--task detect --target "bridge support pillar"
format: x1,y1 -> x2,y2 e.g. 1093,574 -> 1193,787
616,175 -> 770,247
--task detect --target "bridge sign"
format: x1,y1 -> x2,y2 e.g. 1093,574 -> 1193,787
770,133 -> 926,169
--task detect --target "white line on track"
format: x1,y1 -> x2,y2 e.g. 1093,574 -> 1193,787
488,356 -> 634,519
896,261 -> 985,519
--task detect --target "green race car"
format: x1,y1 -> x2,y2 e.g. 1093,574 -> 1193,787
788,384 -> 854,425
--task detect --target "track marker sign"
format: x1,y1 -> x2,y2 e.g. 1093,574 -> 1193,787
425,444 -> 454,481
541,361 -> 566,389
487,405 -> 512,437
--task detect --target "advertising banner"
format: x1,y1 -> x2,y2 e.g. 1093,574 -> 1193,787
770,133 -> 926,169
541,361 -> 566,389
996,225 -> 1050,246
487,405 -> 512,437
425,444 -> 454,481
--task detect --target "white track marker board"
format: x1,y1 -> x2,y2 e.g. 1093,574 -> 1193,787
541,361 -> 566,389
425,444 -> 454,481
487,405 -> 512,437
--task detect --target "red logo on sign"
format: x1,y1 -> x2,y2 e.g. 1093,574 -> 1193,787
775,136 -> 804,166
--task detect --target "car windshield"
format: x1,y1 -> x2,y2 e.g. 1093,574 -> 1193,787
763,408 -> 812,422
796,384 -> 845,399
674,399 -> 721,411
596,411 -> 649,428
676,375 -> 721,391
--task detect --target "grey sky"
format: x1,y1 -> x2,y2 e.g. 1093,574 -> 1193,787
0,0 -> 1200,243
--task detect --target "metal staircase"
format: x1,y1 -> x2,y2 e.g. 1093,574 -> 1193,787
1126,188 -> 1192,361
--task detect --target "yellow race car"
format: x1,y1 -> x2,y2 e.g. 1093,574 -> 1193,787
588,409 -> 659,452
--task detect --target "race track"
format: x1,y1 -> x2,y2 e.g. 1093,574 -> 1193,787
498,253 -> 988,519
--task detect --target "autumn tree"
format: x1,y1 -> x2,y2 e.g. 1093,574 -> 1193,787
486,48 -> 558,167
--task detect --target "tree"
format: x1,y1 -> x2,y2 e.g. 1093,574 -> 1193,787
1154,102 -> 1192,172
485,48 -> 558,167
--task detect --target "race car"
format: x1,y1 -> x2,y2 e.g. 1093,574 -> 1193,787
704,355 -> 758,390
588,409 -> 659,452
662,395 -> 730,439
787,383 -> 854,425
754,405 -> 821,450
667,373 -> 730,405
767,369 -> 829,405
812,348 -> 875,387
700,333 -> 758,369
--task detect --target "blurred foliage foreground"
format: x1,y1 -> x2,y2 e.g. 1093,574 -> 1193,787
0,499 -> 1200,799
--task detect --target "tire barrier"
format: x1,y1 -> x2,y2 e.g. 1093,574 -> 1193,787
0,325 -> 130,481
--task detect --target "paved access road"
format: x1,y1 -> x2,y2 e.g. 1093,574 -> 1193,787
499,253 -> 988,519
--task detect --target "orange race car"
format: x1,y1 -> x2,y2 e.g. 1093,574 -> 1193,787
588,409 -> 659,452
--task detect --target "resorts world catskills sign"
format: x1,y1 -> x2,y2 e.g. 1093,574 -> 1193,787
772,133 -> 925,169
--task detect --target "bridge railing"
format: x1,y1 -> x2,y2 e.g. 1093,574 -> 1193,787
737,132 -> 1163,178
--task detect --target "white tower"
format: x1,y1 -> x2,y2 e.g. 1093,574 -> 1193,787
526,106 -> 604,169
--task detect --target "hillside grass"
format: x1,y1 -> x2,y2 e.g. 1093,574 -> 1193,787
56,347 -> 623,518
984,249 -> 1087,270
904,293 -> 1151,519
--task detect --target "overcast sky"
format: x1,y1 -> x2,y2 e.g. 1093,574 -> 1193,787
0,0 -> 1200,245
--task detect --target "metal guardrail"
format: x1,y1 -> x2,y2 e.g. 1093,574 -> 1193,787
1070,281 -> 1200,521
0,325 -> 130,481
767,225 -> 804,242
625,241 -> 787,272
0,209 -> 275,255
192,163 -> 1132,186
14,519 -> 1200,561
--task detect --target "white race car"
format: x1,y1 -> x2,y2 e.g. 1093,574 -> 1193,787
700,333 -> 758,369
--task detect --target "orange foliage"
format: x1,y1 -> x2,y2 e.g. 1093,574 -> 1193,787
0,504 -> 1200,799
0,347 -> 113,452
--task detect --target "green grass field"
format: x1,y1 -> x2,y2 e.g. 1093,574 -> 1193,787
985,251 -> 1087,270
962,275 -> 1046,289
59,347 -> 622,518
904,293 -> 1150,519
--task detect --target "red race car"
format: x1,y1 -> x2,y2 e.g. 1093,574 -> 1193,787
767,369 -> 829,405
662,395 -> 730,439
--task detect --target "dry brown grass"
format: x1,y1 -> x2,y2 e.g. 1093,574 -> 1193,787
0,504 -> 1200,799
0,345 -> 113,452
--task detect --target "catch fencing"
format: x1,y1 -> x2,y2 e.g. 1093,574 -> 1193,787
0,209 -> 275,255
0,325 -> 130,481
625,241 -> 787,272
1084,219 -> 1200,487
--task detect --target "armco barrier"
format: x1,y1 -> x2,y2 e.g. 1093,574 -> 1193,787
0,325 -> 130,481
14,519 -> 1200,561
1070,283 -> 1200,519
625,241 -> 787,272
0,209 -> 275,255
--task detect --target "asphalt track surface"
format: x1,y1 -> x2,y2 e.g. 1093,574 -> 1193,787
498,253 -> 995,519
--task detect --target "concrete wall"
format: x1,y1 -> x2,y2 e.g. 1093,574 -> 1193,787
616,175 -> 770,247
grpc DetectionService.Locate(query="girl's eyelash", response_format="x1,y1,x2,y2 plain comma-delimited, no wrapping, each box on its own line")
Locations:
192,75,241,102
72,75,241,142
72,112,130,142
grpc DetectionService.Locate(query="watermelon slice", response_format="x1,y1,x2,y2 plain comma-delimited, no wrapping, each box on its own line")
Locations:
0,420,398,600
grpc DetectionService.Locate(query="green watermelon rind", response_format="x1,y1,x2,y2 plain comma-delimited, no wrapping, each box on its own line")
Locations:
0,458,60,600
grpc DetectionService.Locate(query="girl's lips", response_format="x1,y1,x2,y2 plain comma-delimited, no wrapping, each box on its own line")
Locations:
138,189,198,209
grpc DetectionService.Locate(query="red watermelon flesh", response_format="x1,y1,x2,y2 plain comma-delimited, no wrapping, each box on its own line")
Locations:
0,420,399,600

» Stated exercise: Count the lines in the records above that contain the string "girl", with uppercase and lowercase treated as different, and reply with only the number.

» Finished task: 2